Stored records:
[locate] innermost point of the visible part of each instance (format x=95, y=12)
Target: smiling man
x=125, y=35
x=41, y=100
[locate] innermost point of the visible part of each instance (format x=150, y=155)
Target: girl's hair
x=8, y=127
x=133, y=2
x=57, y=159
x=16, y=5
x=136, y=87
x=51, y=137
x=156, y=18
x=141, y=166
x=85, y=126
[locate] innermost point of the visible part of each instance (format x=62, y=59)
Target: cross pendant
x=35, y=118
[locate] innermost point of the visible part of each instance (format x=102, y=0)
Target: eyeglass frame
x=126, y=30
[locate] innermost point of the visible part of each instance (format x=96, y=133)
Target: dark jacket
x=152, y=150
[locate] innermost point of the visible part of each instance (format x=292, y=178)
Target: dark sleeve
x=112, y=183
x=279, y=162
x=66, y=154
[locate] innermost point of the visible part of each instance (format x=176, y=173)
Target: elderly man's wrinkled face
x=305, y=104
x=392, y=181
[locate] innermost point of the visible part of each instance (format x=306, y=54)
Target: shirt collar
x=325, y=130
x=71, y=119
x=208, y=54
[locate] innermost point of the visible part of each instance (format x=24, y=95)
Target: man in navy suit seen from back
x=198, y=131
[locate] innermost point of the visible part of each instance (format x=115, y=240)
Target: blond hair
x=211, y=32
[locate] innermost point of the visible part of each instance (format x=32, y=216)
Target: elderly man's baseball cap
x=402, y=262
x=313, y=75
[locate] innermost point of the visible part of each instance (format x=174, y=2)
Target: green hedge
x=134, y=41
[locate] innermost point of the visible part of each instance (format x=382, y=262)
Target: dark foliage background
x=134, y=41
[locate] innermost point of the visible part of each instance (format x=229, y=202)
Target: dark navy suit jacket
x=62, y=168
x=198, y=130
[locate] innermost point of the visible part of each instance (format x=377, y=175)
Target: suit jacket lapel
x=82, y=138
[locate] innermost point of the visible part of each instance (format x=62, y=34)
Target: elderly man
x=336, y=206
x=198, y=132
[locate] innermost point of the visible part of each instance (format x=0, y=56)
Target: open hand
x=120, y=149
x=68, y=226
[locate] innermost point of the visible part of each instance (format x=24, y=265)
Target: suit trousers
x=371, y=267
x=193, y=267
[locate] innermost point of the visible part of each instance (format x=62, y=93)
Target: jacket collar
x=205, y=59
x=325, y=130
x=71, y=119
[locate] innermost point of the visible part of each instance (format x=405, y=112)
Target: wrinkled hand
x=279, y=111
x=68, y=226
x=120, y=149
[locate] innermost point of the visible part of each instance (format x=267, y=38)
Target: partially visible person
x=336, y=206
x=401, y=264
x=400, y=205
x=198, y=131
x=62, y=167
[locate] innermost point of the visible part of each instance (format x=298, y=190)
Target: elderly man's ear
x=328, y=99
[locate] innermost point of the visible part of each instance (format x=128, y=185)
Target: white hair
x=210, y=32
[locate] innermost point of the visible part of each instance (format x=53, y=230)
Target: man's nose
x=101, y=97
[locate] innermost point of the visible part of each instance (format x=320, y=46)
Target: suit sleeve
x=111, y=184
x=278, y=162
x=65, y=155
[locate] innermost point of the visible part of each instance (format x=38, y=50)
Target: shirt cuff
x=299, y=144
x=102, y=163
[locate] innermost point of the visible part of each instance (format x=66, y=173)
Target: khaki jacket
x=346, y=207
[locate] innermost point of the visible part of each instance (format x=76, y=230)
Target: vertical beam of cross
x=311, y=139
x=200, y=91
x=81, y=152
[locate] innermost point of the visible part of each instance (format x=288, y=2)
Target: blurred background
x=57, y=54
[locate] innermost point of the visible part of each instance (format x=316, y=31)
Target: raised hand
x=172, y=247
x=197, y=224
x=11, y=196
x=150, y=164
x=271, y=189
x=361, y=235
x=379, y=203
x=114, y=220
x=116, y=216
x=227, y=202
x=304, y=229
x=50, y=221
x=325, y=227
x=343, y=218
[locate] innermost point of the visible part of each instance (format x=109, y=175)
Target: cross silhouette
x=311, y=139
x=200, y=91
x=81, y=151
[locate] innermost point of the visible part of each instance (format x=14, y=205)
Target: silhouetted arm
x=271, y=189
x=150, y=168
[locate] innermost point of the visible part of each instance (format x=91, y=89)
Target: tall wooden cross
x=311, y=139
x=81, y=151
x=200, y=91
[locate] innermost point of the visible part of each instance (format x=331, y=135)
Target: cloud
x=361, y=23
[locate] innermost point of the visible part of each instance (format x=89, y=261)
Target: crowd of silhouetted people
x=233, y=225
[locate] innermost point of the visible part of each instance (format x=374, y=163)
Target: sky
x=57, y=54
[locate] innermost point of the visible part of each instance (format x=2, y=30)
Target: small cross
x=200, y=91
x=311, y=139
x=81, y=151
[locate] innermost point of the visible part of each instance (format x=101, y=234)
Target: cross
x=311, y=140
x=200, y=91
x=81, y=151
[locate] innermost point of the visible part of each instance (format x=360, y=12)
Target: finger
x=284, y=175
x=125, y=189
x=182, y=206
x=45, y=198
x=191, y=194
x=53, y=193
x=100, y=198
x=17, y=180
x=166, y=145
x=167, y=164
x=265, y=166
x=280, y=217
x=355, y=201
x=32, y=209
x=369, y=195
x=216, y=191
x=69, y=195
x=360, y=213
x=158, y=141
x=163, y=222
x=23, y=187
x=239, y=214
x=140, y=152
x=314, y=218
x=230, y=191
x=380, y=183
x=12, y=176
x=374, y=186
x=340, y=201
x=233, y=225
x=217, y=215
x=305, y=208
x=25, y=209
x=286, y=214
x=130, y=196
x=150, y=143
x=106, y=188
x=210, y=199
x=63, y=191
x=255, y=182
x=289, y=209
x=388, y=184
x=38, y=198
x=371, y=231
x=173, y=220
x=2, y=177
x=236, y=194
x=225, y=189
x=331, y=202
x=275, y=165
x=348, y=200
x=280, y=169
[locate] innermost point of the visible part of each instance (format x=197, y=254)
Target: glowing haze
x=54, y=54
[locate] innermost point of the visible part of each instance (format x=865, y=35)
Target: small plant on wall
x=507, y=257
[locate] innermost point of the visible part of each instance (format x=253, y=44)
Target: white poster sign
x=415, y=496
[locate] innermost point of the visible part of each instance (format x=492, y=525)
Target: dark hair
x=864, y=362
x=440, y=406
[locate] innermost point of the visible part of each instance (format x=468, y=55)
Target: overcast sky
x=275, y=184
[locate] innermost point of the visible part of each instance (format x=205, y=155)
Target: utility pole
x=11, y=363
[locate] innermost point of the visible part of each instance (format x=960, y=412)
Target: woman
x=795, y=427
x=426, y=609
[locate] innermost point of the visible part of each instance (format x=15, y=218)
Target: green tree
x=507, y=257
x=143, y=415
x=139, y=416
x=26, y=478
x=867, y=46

▶ [Objective] Reproduce the material above in full, putting "most central point" in place of each occurrence of "innermost point" and leaving every other line and character unchanged.

▶ [Exercise result]
[locate] most central point of the visible part of each instance (format x=95, y=12)
Target: smiling man
x=125, y=35
x=41, y=100
[locate] most central point of the visible part of each instance (format x=150, y=155)
Target: girl's hair
x=8, y=127
x=133, y=2
x=57, y=159
x=16, y=5
x=136, y=87
x=51, y=137
x=156, y=18
x=141, y=166
x=85, y=126
[locate] most central point of the visible part of each instance (format x=62, y=59)
Target: cross pendant
x=35, y=118
[locate] most central point of the visible part of each instance (format x=102, y=0)
Target: eyeglass frame
x=126, y=30
[locate] most central point of the visible part of each instance (format x=96, y=133)
Target: dark jacket
x=152, y=150
[locate] most central point of the visible part of each instance (format x=292, y=178)
Target: dark sleeve
x=112, y=183
x=279, y=162
x=66, y=154
[locate] most central point of the visible part of each instance (format x=176, y=173)
Target: elderly man's wrinkled face
x=305, y=104
x=392, y=181
[locate] most central point of the visible part of each instance (format x=306, y=54)
Target: shirt collar
x=325, y=130
x=71, y=119
x=208, y=54
[locate] most central point of the visible part of each instance (format x=24, y=95)
Target: man in navy suit seen from back
x=198, y=131
[locate] most central point of the visible part of each instance (format x=115, y=240)
Target: blond hair
x=211, y=32
[locate] most central point of the visible part of each instance (format x=32, y=216)
Target: elderly man's baseball cap
x=402, y=262
x=313, y=75
[locate] most central point of the visible part of each instance (format x=174, y=2)
Target: green hedge
x=134, y=41
[locate] most central point of the visible part of each instance (format x=382, y=262)
Target: dark foliage background
x=134, y=41
[locate] most central point of the visible part of each instance (format x=229, y=202)
Target: dark navy suit jacket
x=62, y=168
x=198, y=130
[locate] most central point of the visible part of each instance (format x=377, y=175)
Target: suit jacket lapel
x=82, y=138
[locate] most central point of the visible part of each instance (format x=62, y=34)
Target: elderly man
x=336, y=206
x=198, y=132
[locate] most central point of the visible part of each instance (format x=0, y=56)
Target: open hand
x=120, y=149
x=68, y=226
[locate] most central point of the visible part of each instance (format x=24, y=265)
Target: suit trousers
x=371, y=267
x=193, y=267
[locate] most central point of the visible part of each instance (format x=62, y=93)
Target: jacket collar
x=205, y=59
x=325, y=130
x=71, y=119
[locate] most central point of the visible part of each instance (format x=405, y=112)
Target: wrinkled hand
x=279, y=111
x=68, y=226
x=120, y=149
[locate] most central point of the visible part of each instance (format x=267, y=38)
Target: partially visible person
x=336, y=206
x=401, y=264
x=400, y=205
x=198, y=131
x=62, y=167
[locate] most central point of the visible part of each instance (format x=298, y=190)
Target: elderly man's ear
x=328, y=99
[locate] most central point of the visible part of each instance (format x=128, y=185)
Target: white hair
x=210, y=32
[locate] most central point of the visible part of each instance (format x=53, y=230)
Target: man's nose
x=101, y=97
[locate] most central point of the visible part of each instance (format x=320, y=46)
Target: suit sleeve
x=111, y=184
x=278, y=162
x=65, y=155
[locate] most central point of the visible part of each instance (format x=38, y=50)
Target: shirt cuff
x=299, y=144
x=102, y=163
[locate] most central point of the visible part of each instance (format x=66, y=173)
Target: khaki jacket
x=346, y=207
[locate] most central point of the visible part of each instance (format x=76, y=230)
Target: vertical beam of cross
x=311, y=139
x=200, y=91
x=81, y=152
[locate] most central point of the visible part of each instance (format x=288, y=2)
Target: blurred background
x=57, y=54
[locate] most central point of the visible part of each instance (format x=316, y=31)
Target: raised hand
x=172, y=247
x=197, y=224
x=11, y=196
x=150, y=164
x=271, y=189
x=361, y=235
x=379, y=203
x=114, y=220
x=116, y=216
x=227, y=202
x=304, y=229
x=50, y=221
x=325, y=227
x=343, y=218
[locate] most central point of the visible part of each instance (format x=109, y=175)
Target: cross silhouette
x=311, y=139
x=200, y=91
x=81, y=151
[locate] most central point of the visible part of each instance (format x=14, y=205)
Target: silhouetted arm
x=271, y=189
x=150, y=168
[locate] most central point of the visible part of each instance (format x=91, y=89)
Target: tall wooden cross
x=311, y=139
x=81, y=151
x=200, y=91
[locate] most central point of the visible part of each instance (format x=331, y=135)
Target: cloud
x=361, y=23
[locate] most central point of the visible part of each instance (format x=89, y=261)
Target: crowd of silhouetted people
x=233, y=225
[locate] most central point of the visible part of each instance (format x=374, y=163)
Target: sky
x=57, y=54
[locate] most central point of the visible part of each instance (format x=2, y=30)
Target: small cross
x=200, y=91
x=311, y=139
x=81, y=151
[locate] most central point of the visible part of each instance (format x=101, y=234)
Target: cross
x=311, y=140
x=200, y=91
x=81, y=151
[locate] most central point of the visible part of each instance (format x=360, y=12)
Target: finger
x=284, y=175
x=125, y=189
x=182, y=206
x=45, y=198
x=191, y=194
x=53, y=193
x=100, y=198
x=17, y=180
x=166, y=145
x=167, y=164
x=265, y=166
x=280, y=217
x=355, y=201
x=32, y=209
x=369, y=195
x=216, y=191
x=69, y=195
x=360, y=213
x=158, y=141
x=163, y=222
x=23, y=187
x=239, y=214
x=140, y=152
x=314, y=218
x=230, y=191
x=380, y=183
x=12, y=176
x=374, y=186
x=340, y=201
x=233, y=225
x=217, y=215
x=305, y=208
x=25, y=209
x=286, y=214
x=130, y=196
x=150, y=143
x=106, y=188
x=210, y=199
x=63, y=191
x=255, y=182
x=289, y=209
x=388, y=184
x=38, y=198
x=371, y=231
x=173, y=220
x=2, y=177
x=236, y=194
x=225, y=189
x=331, y=202
x=275, y=165
x=348, y=200
x=280, y=169
[locate] most central point of the visible part of each instance (format x=197, y=254)
Target: glowing haze
x=54, y=54
[locate] most central point of the visible part of each instance (format x=865, y=35)
Target: small plant on wall
x=507, y=257
[locate] most central point of the visible part of each instance (format x=253, y=44)
Target: white poster sign
x=415, y=496
[locate] most central point of the visible part of each instance (format x=492, y=525)
Target: dark hair
x=864, y=362
x=440, y=406
[locate] most central point of the visible part of each instance (format x=468, y=55)
Target: overcast sky
x=275, y=184
[locate] most central point of the visible part of each instance (format x=205, y=155)
Target: utility pole
x=11, y=363
[locate] most central point of the visible part of each instance (format x=960, y=412)
Target: woman
x=795, y=427
x=426, y=609
[locate] most central point of the visible part of each instance (format x=15, y=218)
Target: green tree
x=507, y=257
x=143, y=415
x=139, y=416
x=26, y=478
x=867, y=46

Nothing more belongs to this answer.